EXTRACTED RECORDS below:

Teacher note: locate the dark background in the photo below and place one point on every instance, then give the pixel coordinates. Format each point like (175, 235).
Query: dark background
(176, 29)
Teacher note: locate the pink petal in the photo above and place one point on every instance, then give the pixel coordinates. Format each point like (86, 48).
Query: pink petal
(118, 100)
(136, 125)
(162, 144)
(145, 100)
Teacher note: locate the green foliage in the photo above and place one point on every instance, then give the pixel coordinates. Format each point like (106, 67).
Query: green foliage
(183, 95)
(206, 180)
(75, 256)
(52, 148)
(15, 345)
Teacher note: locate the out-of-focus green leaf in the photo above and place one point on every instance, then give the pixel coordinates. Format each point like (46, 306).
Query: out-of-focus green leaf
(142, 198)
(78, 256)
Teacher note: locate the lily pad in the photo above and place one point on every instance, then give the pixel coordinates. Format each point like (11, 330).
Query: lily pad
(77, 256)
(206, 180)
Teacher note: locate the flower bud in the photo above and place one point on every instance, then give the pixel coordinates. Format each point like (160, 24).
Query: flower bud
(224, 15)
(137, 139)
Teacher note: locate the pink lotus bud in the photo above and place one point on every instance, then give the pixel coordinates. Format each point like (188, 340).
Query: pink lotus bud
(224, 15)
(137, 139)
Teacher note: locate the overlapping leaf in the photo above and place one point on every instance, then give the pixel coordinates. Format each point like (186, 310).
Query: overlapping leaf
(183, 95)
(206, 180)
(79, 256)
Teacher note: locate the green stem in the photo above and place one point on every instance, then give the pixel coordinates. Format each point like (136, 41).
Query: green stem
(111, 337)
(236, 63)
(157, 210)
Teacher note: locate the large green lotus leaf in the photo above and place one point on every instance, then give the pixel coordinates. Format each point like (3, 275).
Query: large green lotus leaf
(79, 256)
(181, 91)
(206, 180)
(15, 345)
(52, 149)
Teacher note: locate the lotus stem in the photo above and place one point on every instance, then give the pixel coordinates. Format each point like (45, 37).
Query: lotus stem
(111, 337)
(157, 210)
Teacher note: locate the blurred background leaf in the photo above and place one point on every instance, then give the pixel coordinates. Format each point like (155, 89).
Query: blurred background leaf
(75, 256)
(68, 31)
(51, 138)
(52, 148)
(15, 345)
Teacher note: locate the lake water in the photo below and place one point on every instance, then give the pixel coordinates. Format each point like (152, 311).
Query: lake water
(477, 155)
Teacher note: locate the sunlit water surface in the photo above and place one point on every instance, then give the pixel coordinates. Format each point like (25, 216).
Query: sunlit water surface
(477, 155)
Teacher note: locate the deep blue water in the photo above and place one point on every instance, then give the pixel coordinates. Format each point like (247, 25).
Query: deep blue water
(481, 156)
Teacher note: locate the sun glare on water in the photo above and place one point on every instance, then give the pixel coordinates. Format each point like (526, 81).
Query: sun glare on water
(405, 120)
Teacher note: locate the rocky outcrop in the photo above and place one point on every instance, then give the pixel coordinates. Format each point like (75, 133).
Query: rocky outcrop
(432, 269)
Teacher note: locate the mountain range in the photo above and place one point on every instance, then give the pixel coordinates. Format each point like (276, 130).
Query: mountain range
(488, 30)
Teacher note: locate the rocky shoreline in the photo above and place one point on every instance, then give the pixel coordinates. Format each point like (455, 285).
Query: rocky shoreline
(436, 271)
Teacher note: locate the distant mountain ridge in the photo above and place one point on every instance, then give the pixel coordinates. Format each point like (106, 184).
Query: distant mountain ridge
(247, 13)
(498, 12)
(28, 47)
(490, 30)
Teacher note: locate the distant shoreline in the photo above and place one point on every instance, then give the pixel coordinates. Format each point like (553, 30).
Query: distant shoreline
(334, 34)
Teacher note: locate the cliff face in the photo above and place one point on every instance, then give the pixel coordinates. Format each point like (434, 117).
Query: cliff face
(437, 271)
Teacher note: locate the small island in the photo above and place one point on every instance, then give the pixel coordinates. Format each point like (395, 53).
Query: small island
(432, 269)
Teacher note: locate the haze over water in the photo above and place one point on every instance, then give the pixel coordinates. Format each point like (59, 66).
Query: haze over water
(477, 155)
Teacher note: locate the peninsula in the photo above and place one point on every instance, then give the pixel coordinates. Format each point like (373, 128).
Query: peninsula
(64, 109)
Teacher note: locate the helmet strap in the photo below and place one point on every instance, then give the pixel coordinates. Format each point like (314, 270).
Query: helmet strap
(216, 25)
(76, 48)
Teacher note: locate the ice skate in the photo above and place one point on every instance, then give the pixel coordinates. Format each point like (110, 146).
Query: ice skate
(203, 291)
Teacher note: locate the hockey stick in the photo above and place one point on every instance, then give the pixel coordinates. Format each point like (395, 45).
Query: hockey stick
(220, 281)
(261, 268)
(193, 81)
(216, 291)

End of EXTRACTED RECORDS.

AIM OF THE TASK
Copy every line above without changes.

OUTPUT FOR THIS EXERCISE
Teacher note: locate the dark background in the photo below and place one point on every instance, then give the pixel coordinates. Format each point like (175, 235).
Query: dark background
(176, 29)
Teacher note: locate the pink petal in the photo above and place one point on every instance, then give the pixel coordinates. Format each point like (86, 48).
Query: pink petal
(118, 100)
(136, 125)
(162, 144)
(145, 100)
Teacher note: locate the green foliage in the photo above and place one point on every instance, then give the pixel coordinates. Format each point like (106, 67).
Query: green foliage
(183, 95)
(206, 180)
(75, 256)
(52, 148)
(15, 345)
Teacher note: locate the out-of-focus green leaf in the photo above and place one point on every instance, then give the pixel coordinates. Format each point like (46, 306).
Query: out-of-focus green leaf
(142, 198)
(78, 256)
Teacher note: locate the lily pad in the photo above and place one point on every instance, then give the pixel coordinates. Format each point like (11, 330).
Query: lily pad
(77, 256)
(206, 180)
Teacher note: locate the flower bud in the photo above and place one point on every instance, then give the pixel coordinates. Format each point like (160, 24).
Query: flower bud
(224, 15)
(137, 139)
Teacher note: locate the pink lotus bud in the photo above and place one point on every instance, then give the pixel coordinates. Format each point like (188, 340).
Query: pink lotus bud
(224, 15)
(137, 139)
Teacher note: locate the overlapping leaf in the photo above and place one point on every instance, then give the pixel coordinates. Format each point like (186, 310).
Query: overlapping leaf
(183, 95)
(206, 180)
(79, 256)
Teacher note: locate the green stem in the photo above and place one point on every instance, then give the pixel coordinates. Format each point like (136, 41).
Query: green stem
(111, 337)
(236, 63)
(157, 210)
Teacher note: locate the large green lotus leaf in the photo above and place one point on every instance, then give the pixel coordinates. Format each point like (3, 275).
Query: large green lotus leaf
(79, 256)
(181, 91)
(206, 180)
(15, 345)
(52, 149)
Teacher note: locate the lotus stem in the photo above and place one point on every instance, then give the pixel coordinates. Format each point like (45, 37).
Query: lotus stem
(111, 337)
(157, 210)
Teacher note: locate the blurred background leaf in the photo above and place one point on every instance, then give the pixel coordinates. Format each point like (155, 89).
Query: blurred background leaf
(75, 256)
(68, 31)
(51, 138)
(52, 148)
(15, 345)
Teacher note: locate the lake water in the photo below and place one point on every instance, then give the pixel coordinates. Format each point like (152, 311).
Query: lake water
(477, 155)
Teacher note: locate the sunlit water surface in the photo above and place one point on every instance, then give the pixel coordinates. Format each point like (25, 216).
Query: sunlit water surface
(477, 155)
Teacher note: locate the deep blue water in the photo above and place one point on every instance, then give the pixel coordinates. Format each point like (247, 25).
Query: deep blue water
(481, 156)
Teacher note: locate the sun glare on water in the photo above and place one point on every instance, then give the pixel coordinates. Format each point like (526, 81).
Query: sun glare on water
(405, 120)
Teacher note: locate the rocky outcrop in the photo above and place one point on every instance, then give the pixel coordinates. Format each point like (75, 133).
Query: rocky outcrop
(432, 269)
Teacher note: locate the mountain range in the photo above and place one point on every instance, then give the pixel coordinates. Format each point like (276, 130).
Query: mountain range
(488, 30)
Teacher note: locate the rocky shoreline in the photo above and place one point on every instance, then give the pixel coordinates. Format each point like (455, 285).
Query: rocky shoreline
(436, 271)
Teacher note: locate the distant mountain ridge in the photo above and place one point on every instance, then give the pixel coordinates. Format each point like (106, 184).
Query: distant mountain ridge
(247, 13)
(498, 12)
(28, 47)
(490, 30)
Teacher note: locate the distant shoreline in the photo above and place one point on every instance, then give the pixel coordinates. Format each point like (553, 30).
Query: distant shoreline
(334, 34)
Teacher note: locate the cliff face in the photo above and place one point on every instance, then give the pixel coordinates. Format each point like (434, 117).
Query: cliff face
(437, 271)
Teacher note: locate the small island in the photo above and place one point on every instance, then give the pixel coordinates. Format each point like (395, 53).
Query: small island
(432, 269)
Teacher note: locate the haze over water in the photo above and place one point on every instance, then give the pixel coordinates. Format each point like (59, 66).
Query: haze over water
(477, 155)
Teacher note: locate the peninsula in the photo above and place one point on every instance, then give the pixel coordinates. Format each point like (373, 128).
Query: peninsula
(64, 109)
Teacher note: locate the helmet strap in the photo below and place one point on every instance, then give the pixel coordinates. Format each point like (314, 270).
Query: helmet strap
(216, 25)
(76, 48)
Teacher note: locate the ice skate in the photo above and place one point on every instance, then give the pixel coordinates. Format each point like (110, 146).
Query: ice skate
(203, 291)
Teacher note: locate the hockey stick in the photo above and place one point on every instance, then give the pixel coordinates. Format each point like (395, 45).
Query: hockey stick
(220, 281)
(261, 268)
(193, 81)
(216, 291)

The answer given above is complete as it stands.